Based in the Thames and Mersey estuaries, the Maunsell Forts were built during the Second World War to defend the United Kingdom. Operating as navy and army forts, they took their name from their designer, Guy Maunsell.
They were decommissioned in the 1950s and have since been used for other activities, including pirate radio broadcasting. The forts were built at river mouths across the UK to defend against attacking naval forces.
Rough Sands Fort
The first of the four original forts to be built designed by Maunsell, the Rough Sands Fort resides on a sandbar located around 10 kilometers off the coast of Suffolk. It played perhaps its most important role after the war, as it was here in 1966 that Ronan O’Rahilly and Paddy Roy Bates landed, occupying the entire fort. After a disagreement, Roy Bates seized the tower as his own and defended his new territory with guns and petrol bombs when anyone attempted to take it from him. The British Royal Marines were put on alert and the authorities ordered Bates to surrender. He did not, and he and his son were arrested; however, the charges were overthrown has the court did not have jurisdiction. Bates returned to the fort and founded the Principality of Sealand on 2nd September, 1967. Seven years later, he issued a flag, national anthem, and constitution.

Information:
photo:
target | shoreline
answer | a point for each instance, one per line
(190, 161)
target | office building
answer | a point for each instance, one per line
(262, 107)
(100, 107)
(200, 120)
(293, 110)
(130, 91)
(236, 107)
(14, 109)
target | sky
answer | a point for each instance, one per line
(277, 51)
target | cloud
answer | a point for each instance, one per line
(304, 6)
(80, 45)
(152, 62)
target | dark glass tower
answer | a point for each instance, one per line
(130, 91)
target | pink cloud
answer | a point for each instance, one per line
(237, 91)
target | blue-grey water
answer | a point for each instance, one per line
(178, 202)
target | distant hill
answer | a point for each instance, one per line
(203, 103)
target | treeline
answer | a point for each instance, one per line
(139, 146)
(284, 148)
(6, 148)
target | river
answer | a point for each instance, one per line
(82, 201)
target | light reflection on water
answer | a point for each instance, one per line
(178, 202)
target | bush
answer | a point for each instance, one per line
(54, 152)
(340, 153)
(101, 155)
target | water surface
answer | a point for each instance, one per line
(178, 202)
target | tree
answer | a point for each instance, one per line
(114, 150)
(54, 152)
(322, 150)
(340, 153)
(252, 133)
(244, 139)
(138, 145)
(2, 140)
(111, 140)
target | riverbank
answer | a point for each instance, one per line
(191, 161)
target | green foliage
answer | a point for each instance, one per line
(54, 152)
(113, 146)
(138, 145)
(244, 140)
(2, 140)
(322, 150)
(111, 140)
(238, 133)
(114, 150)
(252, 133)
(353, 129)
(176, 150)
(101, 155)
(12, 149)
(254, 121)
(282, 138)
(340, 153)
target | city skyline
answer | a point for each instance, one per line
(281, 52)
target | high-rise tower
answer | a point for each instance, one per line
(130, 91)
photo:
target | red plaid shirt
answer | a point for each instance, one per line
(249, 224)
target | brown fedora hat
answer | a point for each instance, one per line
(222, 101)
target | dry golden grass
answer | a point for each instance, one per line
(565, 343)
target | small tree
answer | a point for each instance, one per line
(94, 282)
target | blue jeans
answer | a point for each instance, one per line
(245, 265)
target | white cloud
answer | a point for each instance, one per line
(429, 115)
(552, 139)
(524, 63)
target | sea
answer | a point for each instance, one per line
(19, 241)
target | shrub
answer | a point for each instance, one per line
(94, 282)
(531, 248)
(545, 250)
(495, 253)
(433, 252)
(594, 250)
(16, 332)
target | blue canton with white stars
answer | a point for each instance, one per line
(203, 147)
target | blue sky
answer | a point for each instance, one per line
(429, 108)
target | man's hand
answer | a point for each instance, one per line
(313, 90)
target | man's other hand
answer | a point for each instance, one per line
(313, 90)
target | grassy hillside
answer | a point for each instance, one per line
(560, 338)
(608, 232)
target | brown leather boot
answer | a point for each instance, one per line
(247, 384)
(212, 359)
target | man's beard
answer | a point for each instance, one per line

What this task involves:
Retype the part of the Maunsell Forts text above between "They were decommissioned" and "attacking naval forces.", inclusive, keeping every word and punctuation mark unchanged.

Response to the exercise:
They were decommissioned in the 1950s and have since been used for other activities, including pirate radio broadcasting. The forts were built at river mouths across the UK to defend against attacking naval forces.